**REQUIREMENT**. Begin at the line containing "If you could tag the paved" in the entries below and end at the line containing "If you could tag the wind turbine in"; transcribe that range exactly and nothing outside it.

═════ EXTRACTED INFORMATION

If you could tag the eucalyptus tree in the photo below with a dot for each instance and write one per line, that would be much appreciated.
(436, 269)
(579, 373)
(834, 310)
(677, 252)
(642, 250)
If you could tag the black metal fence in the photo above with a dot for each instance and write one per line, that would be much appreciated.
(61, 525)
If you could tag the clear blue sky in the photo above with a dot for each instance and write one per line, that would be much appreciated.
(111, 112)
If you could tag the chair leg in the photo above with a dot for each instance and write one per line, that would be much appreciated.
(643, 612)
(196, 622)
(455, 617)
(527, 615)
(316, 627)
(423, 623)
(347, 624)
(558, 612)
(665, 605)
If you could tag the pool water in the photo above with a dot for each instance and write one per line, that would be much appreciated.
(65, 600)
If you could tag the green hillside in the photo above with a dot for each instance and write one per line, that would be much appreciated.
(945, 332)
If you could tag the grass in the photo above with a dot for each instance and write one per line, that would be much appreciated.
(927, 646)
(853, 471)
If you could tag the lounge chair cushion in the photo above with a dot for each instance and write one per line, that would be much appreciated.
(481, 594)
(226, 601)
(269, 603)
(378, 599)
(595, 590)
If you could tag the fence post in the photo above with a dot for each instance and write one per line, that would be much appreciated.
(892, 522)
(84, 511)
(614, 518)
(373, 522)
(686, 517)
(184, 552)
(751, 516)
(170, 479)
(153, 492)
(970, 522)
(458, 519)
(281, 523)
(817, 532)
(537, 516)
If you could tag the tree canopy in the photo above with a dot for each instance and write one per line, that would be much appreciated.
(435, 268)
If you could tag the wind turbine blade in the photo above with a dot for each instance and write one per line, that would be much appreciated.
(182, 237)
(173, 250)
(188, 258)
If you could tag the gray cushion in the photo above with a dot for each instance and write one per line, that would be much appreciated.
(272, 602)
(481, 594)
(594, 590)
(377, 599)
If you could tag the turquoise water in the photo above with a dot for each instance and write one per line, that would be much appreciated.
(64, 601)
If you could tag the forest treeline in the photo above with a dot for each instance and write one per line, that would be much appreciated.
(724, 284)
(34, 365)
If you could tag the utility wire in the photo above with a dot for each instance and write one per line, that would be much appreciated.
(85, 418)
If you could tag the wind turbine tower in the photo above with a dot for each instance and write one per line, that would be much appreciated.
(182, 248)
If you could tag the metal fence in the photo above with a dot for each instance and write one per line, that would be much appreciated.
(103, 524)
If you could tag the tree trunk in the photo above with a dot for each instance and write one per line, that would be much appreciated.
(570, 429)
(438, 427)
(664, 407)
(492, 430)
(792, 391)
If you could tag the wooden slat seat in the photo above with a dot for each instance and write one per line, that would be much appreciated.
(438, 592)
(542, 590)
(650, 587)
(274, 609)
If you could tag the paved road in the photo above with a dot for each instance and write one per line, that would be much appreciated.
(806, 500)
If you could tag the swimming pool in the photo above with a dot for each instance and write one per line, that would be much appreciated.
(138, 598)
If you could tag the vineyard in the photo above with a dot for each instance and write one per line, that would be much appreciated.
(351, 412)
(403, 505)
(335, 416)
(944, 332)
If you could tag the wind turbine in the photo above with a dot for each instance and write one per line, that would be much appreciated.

══════════
═════ EXTRACTED INFORMATION

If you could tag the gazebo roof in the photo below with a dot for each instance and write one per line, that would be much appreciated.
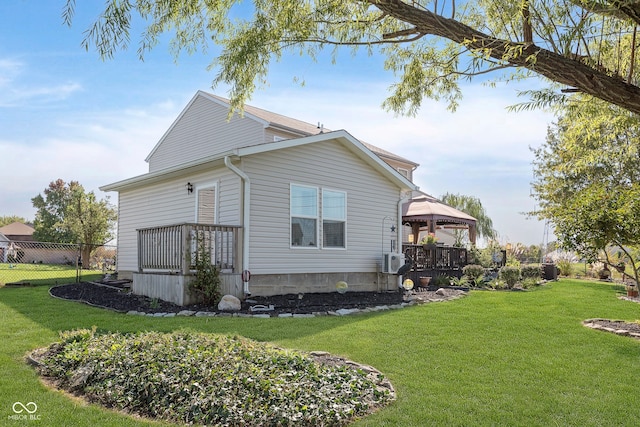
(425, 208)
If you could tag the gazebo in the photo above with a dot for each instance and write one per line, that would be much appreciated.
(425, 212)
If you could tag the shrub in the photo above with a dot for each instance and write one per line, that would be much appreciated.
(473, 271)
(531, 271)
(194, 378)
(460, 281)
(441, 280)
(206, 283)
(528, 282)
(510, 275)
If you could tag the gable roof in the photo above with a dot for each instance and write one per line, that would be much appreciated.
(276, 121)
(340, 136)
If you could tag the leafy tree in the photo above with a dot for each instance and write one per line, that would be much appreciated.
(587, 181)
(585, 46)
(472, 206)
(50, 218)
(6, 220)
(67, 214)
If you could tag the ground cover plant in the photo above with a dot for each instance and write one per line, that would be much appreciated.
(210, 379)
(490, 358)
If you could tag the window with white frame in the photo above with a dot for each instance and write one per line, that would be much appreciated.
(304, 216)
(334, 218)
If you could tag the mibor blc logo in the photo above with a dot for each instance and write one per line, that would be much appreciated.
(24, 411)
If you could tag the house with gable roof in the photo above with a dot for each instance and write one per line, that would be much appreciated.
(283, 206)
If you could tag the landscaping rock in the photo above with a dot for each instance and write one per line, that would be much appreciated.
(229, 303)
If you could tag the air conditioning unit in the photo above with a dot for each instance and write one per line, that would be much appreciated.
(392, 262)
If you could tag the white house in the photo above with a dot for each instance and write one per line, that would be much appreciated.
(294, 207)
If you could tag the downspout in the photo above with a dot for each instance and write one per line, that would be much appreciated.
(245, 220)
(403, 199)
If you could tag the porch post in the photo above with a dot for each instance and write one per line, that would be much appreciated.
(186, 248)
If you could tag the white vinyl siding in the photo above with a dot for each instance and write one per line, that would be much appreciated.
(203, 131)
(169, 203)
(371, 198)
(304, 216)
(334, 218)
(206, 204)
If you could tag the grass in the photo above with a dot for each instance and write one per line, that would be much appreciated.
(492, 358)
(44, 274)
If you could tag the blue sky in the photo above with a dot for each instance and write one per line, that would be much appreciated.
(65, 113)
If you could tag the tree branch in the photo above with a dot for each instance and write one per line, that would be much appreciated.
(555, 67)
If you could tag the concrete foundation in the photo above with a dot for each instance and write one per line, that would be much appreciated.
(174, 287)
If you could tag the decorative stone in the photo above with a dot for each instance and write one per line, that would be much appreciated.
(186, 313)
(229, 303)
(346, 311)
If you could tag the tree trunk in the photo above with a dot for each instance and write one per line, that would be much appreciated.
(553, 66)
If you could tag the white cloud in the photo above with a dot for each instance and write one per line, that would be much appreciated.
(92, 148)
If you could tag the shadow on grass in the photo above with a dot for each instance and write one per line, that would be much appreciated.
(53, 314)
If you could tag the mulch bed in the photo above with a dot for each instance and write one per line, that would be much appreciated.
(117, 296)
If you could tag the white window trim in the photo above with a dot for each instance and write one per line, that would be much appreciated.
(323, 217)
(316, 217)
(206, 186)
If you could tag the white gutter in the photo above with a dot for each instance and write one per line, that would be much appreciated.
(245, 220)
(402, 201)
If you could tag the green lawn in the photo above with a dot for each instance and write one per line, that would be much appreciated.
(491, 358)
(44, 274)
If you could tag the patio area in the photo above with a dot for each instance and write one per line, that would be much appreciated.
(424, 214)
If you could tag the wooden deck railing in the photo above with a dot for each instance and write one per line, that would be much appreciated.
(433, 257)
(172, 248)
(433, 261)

══════════

**ANSWER TO THE EXERCISE**.
If you could tag the paved road in the photo above with a dot for each instance and write one per line, that would be much appreciated.
(806, 500)
If you could tag the swimming pool in the photo above with a dot for each instance and write one per line, that would be much appreciated.
(138, 598)
If you could tag the vineyard in the photo above with a dot for each instance and write one per line, that would be much appreciated.
(351, 412)
(403, 505)
(335, 416)
(944, 332)
If you could tag the wind turbine in the photo above with a dot for each instance and write one per line, that would be much appreciated.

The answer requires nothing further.